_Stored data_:
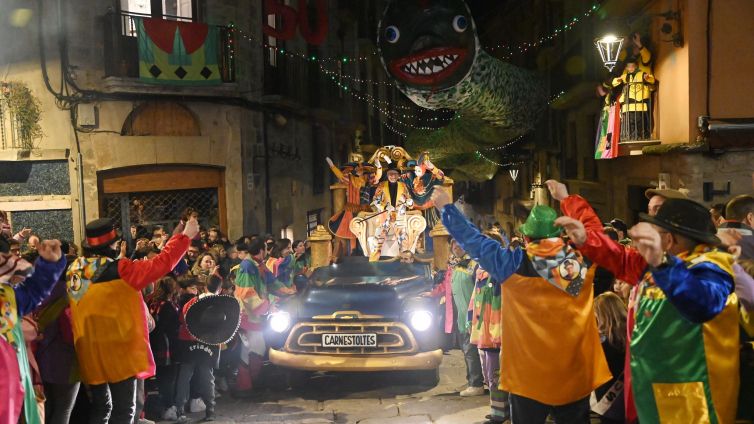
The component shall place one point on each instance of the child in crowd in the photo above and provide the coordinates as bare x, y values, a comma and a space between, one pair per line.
607, 400
163, 305
197, 360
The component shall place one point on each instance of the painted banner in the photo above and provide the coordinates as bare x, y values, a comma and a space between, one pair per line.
608, 132
183, 53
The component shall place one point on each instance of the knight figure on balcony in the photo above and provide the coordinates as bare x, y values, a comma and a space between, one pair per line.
636, 101
392, 200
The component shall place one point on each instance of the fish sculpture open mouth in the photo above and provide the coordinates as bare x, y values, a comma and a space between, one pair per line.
430, 66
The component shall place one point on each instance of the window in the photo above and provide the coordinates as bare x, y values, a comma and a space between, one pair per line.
273, 42
313, 218
177, 10
182, 10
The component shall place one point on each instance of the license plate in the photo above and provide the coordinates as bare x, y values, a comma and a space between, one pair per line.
349, 340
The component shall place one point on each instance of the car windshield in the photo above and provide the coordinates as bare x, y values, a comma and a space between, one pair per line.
382, 273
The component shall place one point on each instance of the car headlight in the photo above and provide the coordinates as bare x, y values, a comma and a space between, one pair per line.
280, 321
420, 320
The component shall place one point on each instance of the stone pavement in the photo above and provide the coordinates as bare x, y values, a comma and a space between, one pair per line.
363, 398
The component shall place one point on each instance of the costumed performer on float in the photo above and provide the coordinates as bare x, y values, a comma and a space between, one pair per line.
355, 177
109, 316
392, 200
684, 302
551, 358
22, 288
421, 180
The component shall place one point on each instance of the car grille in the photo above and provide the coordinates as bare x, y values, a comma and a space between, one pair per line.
392, 338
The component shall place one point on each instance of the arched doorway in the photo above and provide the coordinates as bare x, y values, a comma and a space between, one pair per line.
158, 195
161, 119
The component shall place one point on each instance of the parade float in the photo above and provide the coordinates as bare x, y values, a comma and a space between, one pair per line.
364, 312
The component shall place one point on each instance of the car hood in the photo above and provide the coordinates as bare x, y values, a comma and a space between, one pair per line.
368, 299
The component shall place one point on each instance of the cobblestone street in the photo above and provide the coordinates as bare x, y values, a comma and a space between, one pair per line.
360, 398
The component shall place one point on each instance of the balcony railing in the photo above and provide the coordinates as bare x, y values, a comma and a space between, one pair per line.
122, 52
636, 117
300, 82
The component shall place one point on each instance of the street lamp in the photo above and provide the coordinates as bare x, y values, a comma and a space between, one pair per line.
609, 47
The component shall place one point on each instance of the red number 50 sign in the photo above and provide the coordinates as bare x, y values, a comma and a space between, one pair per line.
290, 19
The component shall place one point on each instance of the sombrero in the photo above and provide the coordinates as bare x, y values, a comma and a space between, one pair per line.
213, 319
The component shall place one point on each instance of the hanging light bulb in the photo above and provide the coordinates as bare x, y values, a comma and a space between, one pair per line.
609, 47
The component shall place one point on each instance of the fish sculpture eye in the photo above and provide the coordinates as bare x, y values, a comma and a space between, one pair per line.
392, 34
460, 23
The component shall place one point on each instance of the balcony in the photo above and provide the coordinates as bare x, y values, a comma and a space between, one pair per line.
122, 52
636, 118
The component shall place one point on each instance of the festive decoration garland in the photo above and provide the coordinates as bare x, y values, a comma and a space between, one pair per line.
451, 70
524, 47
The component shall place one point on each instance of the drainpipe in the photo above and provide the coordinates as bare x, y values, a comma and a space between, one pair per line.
267, 198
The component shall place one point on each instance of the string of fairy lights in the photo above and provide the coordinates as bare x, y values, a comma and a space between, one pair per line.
521, 48
398, 113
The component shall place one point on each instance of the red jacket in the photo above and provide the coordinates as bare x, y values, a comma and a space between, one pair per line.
625, 263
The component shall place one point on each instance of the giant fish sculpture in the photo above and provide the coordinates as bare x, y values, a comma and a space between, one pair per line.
431, 50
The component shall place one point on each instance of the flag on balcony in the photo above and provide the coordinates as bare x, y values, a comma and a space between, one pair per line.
608, 132
171, 52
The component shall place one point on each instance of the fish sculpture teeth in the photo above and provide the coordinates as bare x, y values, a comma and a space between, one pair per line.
431, 51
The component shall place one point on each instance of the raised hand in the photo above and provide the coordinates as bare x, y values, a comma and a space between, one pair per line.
574, 229
49, 250
558, 190
648, 242
192, 228
729, 237
440, 198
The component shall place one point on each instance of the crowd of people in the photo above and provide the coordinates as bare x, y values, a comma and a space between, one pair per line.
576, 318
63, 326
568, 318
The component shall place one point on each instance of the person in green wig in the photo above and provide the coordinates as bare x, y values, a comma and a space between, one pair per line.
551, 358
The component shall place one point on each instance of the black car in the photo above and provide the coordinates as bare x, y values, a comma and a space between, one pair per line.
360, 316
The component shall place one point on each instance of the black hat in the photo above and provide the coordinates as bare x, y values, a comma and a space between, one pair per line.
687, 218
618, 224
213, 319
100, 233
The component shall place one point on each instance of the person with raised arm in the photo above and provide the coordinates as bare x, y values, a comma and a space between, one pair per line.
109, 316
551, 358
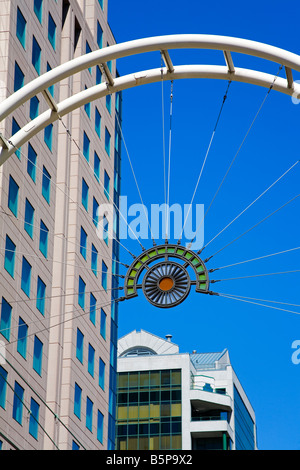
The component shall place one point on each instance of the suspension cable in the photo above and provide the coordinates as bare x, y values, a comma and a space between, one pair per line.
256, 303
169, 164
204, 162
163, 136
137, 185
254, 259
260, 300
237, 153
253, 202
254, 275
68, 132
254, 226
67, 195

_Work to do_: Copy everything in the records above except the pictures, exactly as written.

_Exercise result_:
The component shall place one point on each instance of the child in crowd in the photo above and provide the coordinates as bare x, y values, a comma and a space between, one pair per line.
607, 400
163, 305
197, 360
The component shall place one point on each instance of the painted banner in the photo above and provide the coordinates as bare x, y values, a comma and a space between, one pair per line.
608, 132
183, 53
The component shall place one point on each instance of the knight figure on balcony in the photo above and provide the coordinates as bare x, y values, a comma and a space between, one pair per line.
636, 101
392, 200
The component shall place one point on each instance of the fish sculpture open mouth in the photo above and provide the coordinates as bare x, y values, a comma and a space between, one pair per line.
430, 66
The component shall place one point on each instance of the window in the photo above and provide the coordinates as bare x, y values, a comma and a space between, one pair per line.
273, 42
313, 218
177, 10
182, 10
The component shall place one point on each instance of the license plate in the photo above and provide the coordinates as bare x, y values, a comma and a space between, one pair per line.
349, 340
The component shall place one point on each instance of the car windshield in the photo above and provide the coordinates as bare x, y values, a comma and a space between, one pair per line.
382, 273
The component shall place one point on each instance of the car headlight in the photo above and provide the coordinates as bare x, y values, a comma and a space between, one pair per line.
280, 321
420, 320
The component shall place one point on each instance of the stone pavement in the photo above and provide the coordinates as bare x, y values, a comma and a space between, one pair per line.
363, 398
The component shall place one point on each instance of the costumed performer on float in the photo above and provide the coordinates as bare x, y values, a comma and a space between, one pair per line.
355, 177
109, 316
392, 200
684, 302
551, 358
22, 288
421, 180
The component shall place one point on each instance of the car grille in the photo above and provide the coordinates as bare x, y values, a comma and a space between, one pair per line.
392, 338
The component shall place one point on each instance of the arched doorway in the photo above and provide the coordinates as bare x, y values, a comma and a space between, one pair per line.
158, 195
161, 119
The component shall place one point on each instance of the parade float in the photo above and provide the coordinates as bare x, y values, a comma and a space between, one pair per line.
364, 312
The component shall place one point on each instance of the car hood in the photo above and provide the coordinates as bare x, y values, a comma and a space between, one pair per line.
368, 299
The component shall place one point on each instance of the cobblestone street in the photo above and provide the coordinates as bare x, y values, a comma and a space between, one pair per line.
360, 398
The component shall place one point on each instance of the balcony railing in the photo above and provide the coordinates as bare x, y values, a comma and a space between, one pair per line.
122, 52
636, 117
300, 82
The component shall place one point on each instance of the street lamp in the photo above and provide the coordinates as bare x, y values, a comma and a space between, one pair per line.
609, 47
The component shall place one point on each instance of the red number 50 sign in the photo above and provide the coordinates as bare x, y values, a comma and a space between, one pair per line.
290, 19
The component shall place one point on each instance of the sombrero in the photo above and provide the coordinates as bare x, y values, a comma and a space between, one pair per line.
213, 319
The component shall place one point on each instance of the hanging light bulb in the photo above and provide the coordinates as bare x, y values, a comma and a space between, one pair per line.
609, 47
The component shall place one point on each instance of the fish sculpture eye in the photo above and provide the coordinates as bare x, y values, a comma and a space between, one pair per line.
392, 34
460, 23
The component shall place one point on each instance of the balcony in the photo above and provide the coordinates as bare x, y values, a comma and a space between, one pair per line.
122, 52
636, 118
The component shall place one point on each instance of the festive decoration garland in the photo above and provide the coordinates as bare x, y values, a comma and a space between, one pair per line.
451, 70
524, 47
The component shall place one point on each instance of the drainpipe in the photo above and provide the coordinates as bare x, y values, a comma and a space between, one pair per line.
267, 198
The component shall place one point on each instance of the string of fairy lights in the photo above and provide the coordinates as bare x, y values, a comma and a space between, one pair per line.
521, 48
398, 113
The component shall place one point on each instance of the red jacket in the photo above and provide the coordinates as bare x, y values, a comma and a space between, one pair per line.
625, 263
The component shall place one point on each instance of the giant fish sculpture in the photo above and provide the coordinates as bare x, y values, a comma and a space between, one pair per line.
431, 50
The component shall place one point on each instance of the flag on balcony in the photo above and provide the coordinates as bare x, y values, a comma and a space between, one pair per line.
608, 132
171, 52
The component shall place one point on each instance of the fish sculpture teeth in the photo above and provide the coordinates as bare x, y values, a comma and a space between, one pair per line.
431, 51
The component shall place one point on each instance of the raised hand in the photo above and provide the coordinates as bare x, y values, a comma and a space between, one pair per line.
574, 229
49, 250
558, 190
648, 242
192, 228
729, 237
440, 198
The component shall place one point on each instance of the crowd of people in the photo above and provide the coordinates as bare x, y values, a comma and a space between, one pair per line.
576, 318
63, 326
568, 318
The component shall place one point on each instance of the person in green wig in the photo above and provide the coordinates as bare x, y values, a comma and a space between, one pair per line.
551, 358
The component shall place one point on each instance of the black car in the photo above and provide the coordinates as bare x, y values, a comma and a space between, one pair per line.
360, 316
The component shall place one point on each instance of the black hat in the photo above and provide the coordinates as bare x, y values, a comma and a space between, one pair per line.
687, 218
618, 224
213, 319
100, 233
The component shall place one point on each instance of the person with raised arm in the photo above and provide the coordinates as bare x, y values, a comma and a space between, one pair per line.
109, 316
551, 358
The component shall place one point on each instance of the suspension cable in the photo above and provide the coordinates as bare x, y values, a comma and a space between, one pair per line.
256, 303
169, 164
204, 162
163, 136
137, 185
254, 259
260, 300
237, 153
253, 202
254, 275
68, 132
254, 226
67, 195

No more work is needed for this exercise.